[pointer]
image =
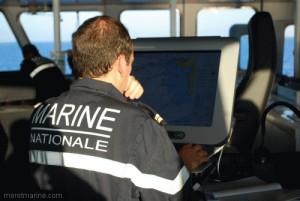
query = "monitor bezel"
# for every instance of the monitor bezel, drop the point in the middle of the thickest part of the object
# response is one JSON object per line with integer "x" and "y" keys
{"x": 218, "y": 133}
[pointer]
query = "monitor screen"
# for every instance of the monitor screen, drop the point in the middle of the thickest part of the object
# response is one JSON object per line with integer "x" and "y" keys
{"x": 181, "y": 78}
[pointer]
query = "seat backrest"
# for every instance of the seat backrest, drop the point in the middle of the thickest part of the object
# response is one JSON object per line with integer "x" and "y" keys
{"x": 253, "y": 91}
{"x": 13, "y": 108}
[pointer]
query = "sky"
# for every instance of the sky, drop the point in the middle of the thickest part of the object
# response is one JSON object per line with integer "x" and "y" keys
{"x": 39, "y": 27}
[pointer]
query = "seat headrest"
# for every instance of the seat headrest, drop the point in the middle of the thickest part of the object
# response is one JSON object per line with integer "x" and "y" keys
{"x": 10, "y": 93}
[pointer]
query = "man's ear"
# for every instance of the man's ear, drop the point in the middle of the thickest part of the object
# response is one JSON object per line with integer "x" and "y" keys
{"x": 122, "y": 65}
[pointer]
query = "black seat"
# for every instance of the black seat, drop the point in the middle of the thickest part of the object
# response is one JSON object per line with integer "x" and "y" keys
{"x": 253, "y": 91}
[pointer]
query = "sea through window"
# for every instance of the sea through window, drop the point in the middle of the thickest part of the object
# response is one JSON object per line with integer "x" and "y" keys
{"x": 11, "y": 55}
{"x": 40, "y": 30}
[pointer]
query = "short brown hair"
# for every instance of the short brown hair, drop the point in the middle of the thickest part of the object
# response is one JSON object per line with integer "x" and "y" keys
{"x": 97, "y": 43}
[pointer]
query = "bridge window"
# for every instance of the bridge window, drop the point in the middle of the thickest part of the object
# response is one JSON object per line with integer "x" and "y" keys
{"x": 220, "y": 22}
{"x": 40, "y": 30}
{"x": 155, "y": 23}
{"x": 288, "y": 51}
{"x": 11, "y": 55}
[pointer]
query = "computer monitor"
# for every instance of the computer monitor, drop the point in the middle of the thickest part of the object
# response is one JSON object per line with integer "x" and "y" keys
{"x": 190, "y": 82}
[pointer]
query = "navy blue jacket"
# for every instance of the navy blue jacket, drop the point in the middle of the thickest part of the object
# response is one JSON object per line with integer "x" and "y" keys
{"x": 90, "y": 143}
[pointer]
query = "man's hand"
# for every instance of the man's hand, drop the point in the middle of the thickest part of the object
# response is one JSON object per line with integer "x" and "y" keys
{"x": 192, "y": 156}
{"x": 134, "y": 89}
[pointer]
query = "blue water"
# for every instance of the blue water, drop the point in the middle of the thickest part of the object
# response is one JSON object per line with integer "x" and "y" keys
{"x": 11, "y": 55}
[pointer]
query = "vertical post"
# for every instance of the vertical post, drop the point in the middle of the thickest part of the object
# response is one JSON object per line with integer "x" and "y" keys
{"x": 57, "y": 55}
{"x": 173, "y": 17}
{"x": 297, "y": 40}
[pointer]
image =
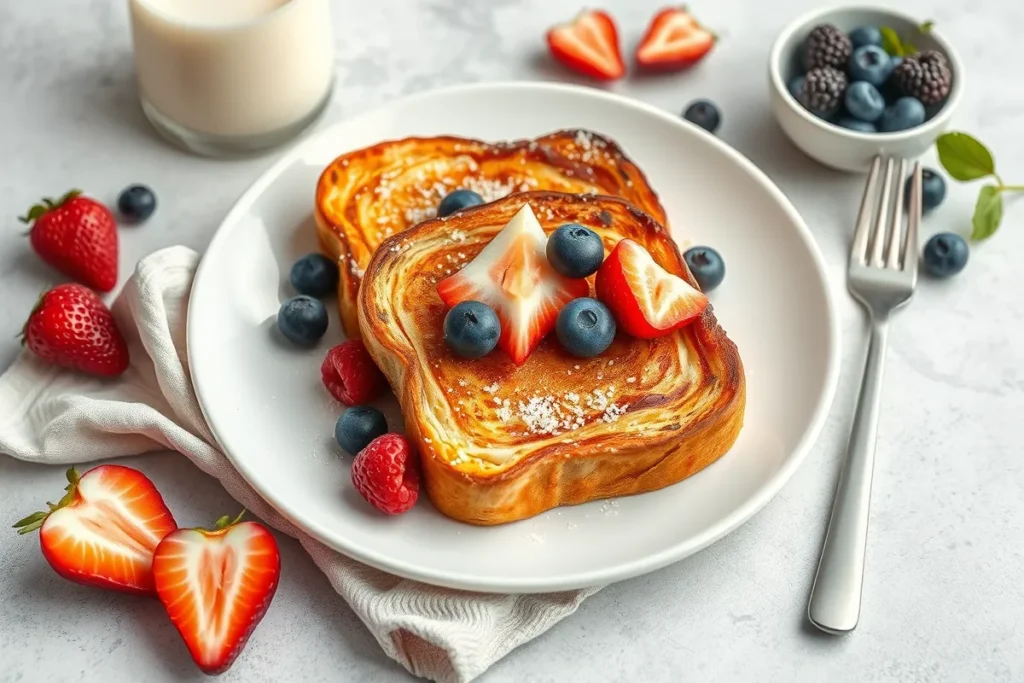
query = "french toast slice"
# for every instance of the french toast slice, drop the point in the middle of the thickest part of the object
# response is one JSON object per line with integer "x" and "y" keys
{"x": 366, "y": 196}
{"x": 501, "y": 442}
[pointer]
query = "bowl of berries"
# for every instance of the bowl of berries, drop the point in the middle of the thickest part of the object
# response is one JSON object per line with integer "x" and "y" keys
{"x": 854, "y": 82}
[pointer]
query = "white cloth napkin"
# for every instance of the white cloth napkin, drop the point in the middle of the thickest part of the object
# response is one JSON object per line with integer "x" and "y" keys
{"x": 60, "y": 418}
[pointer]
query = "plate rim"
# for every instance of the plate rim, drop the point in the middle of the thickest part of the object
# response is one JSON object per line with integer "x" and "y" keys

○ ○ ○ ○ ○ ○ ○

## THE REQUEST:
Transcribe each line above verbatim, with the pictures left out.

## WRITTEN ANSWER:
[pointer]
image =
query = "monitor bezel"
# for every instance of the monitor bezel, drop the point in the middle of the thickest part of the object
# response is one JSON object per line with integer "x" and "y" keys
{"x": 218, "y": 133}
[pointer]
query = "monitor screen"
# for every instance of the monitor screen, drop the point in the middle of the thickest part of the object
# response is one JSON object per line with integer "x" and "y" keys
{"x": 181, "y": 78}
[pointer]
query = "seat backrest"
# for every instance of the seat backrest, drop the point in the middle of the thickest part of the object
# response is one JSON object per line with integer "x" and "y" keys
{"x": 253, "y": 91}
{"x": 13, "y": 108}
[pointer]
query = "sky"
# for every instance of the sky, drop the point in the middle of the thickest part of the object
# response is one JSON object per line with integer "x" and "y" keys
{"x": 39, "y": 27}
[pointer]
query = "seat headrest"
# for every instance of the seat headrest, drop the point in the middle of the thickest part of the object
# response is one JSON object per line with integer "x" and "y" keys
{"x": 10, "y": 93}
[pointer]
query = "man's ear"
# for every instance of the man's ear, drop the point in the middle of the thickest part of the object
# response is one JSON object per line with integer "x" and "y" keys
{"x": 122, "y": 65}
[pointer]
query = "black seat"
# for every instance of the black seat, drop the point in the middle of the thickest part of the object
# response is one JSON object per line with integer "x" and "y" keys
{"x": 253, "y": 91}
[pointer]
query = "sea through window"
# for every instance of the sea through window, drop the point in the middle of the thickest part of the object
# response is one JSON object per line with integer "x" and "y" keys
{"x": 11, "y": 55}
{"x": 40, "y": 30}
[pointer]
query = "short brown hair"
# for every instance of the short brown hair, drop the point in the middle of the thickest part of the object
# response is one JSON object per line with integer "x" and "y" keys
{"x": 97, "y": 43}
[pointer]
query = "bridge window"
# for every instance of the bridge window, drop the point in the middle of the thickest part of the object
# response is one JSON object per line with integer "x" and "y" keys
{"x": 220, "y": 22}
{"x": 40, "y": 30}
{"x": 155, "y": 23}
{"x": 288, "y": 51}
{"x": 11, "y": 55}
[pointer]
query = "computer monitor"
# for every instance of the computer monitor, drop the point in the middle of the thickest part of the object
# response is one JSON object per line with integer "x" and "y" keys
{"x": 190, "y": 82}
[pointer]
query = "navy blue jacket"
# for every instance of the navy blue jacket, drop the point in the middle of the thickest part of the object
# response is one JSON object per line with integer "x" and "y" keys
{"x": 90, "y": 143}
[pointer]
query = "man's hand"
# for every instance of the man's hand, drop the point in the middle of the thickest part of the object
# response is one JSON object per line with integer "x" and "y" keys
{"x": 192, "y": 156}
{"x": 134, "y": 89}
[pointer]
query = "blue water"
# for every instance of the blue water, drop the point in the middle of the thickest part of the object
# response is one JSON object per line with integer "x" and "y" keys
{"x": 11, "y": 55}
[pointer]
query = "vertical post"
# for every instance of the vertical post, drop the point in the middle of the thickest part of the object
# response is one JSON object per line with integer "x" and "y" keys
{"x": 57, "y": 55}
{"x": 173, "y": 17}
{"x": 297, "y": 40}
[pointer]
image =
query = "french toast slice"
# for every instance of the french toast slice, drop the point in the middle of the thickest part of the object
# response is one JSON object per line with integer "x" and "y" keys
{"x": 366, "y": 196}
{"x": 501, "y": 442}
[pointer]
query = "bowl of berries"
# for every instance of the bowl of berries, drop the point in the middle of the thickest part of the object
# response is one JSON object per line with integer "x" and "y" keys
{"x": 854, "y": 82}
[pointer]
query = "white cloth napkin"
# for every instance of the white cloth napkin, drop the point in the middle of the thickest part of the object
# response is one JSON object per line with integer "x" and "y" keys
{"x": 60, "y": 418}
[pointer]
query = "plate rim"
# for every instance of the plate rim, drop the point in the middle of the thickest part of the object
# response is one JSON object per line with integer "x" and "y" keys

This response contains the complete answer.